Across all the records, filter for lines with the word "every" and copy them.

─── Input data

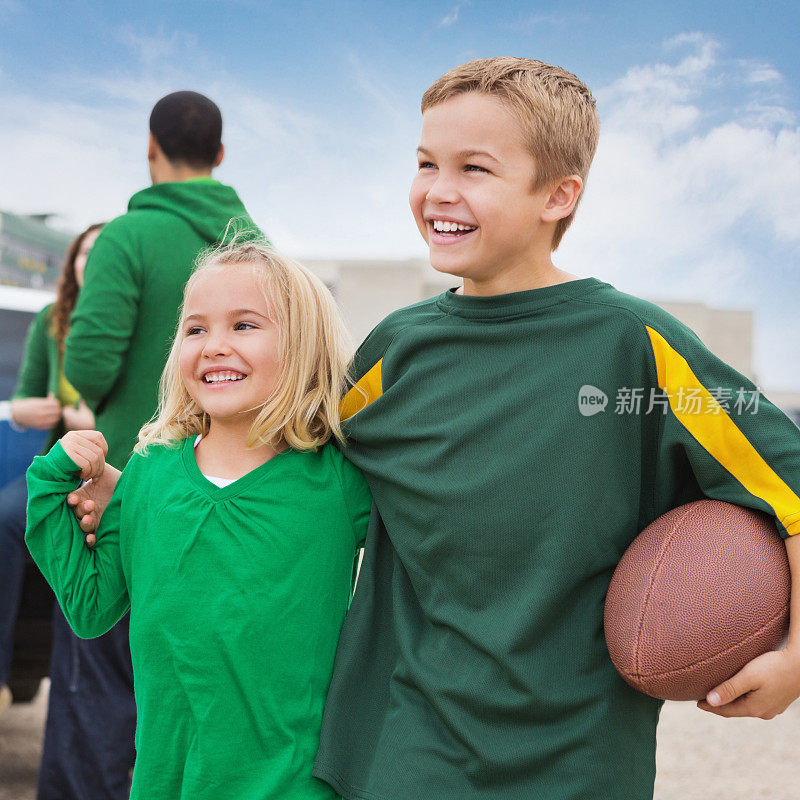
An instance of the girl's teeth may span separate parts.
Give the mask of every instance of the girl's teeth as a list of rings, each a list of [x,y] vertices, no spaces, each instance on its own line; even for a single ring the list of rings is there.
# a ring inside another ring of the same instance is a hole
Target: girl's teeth
[[[205,376],[206,383],[222,383],[223,381],[240,381],[244,375],[235,372],[214,372]]]

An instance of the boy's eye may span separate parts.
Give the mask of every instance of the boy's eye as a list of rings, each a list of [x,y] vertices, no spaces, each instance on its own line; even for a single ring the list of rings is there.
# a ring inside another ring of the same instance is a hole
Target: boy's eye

──────

→ Solution for this exercise
Give the mask of every instance of the girl's teeth as a list of rings, each a list of [x,y] vertices, no spaces, each instance on its own line; even for a single ring the list of rings is there.
Give the mask of every instance of the boy's eye as a list of rings, each a list of [x,y] vertices, no spaces, each instance on its own line; even for a single ring the list of rings is there.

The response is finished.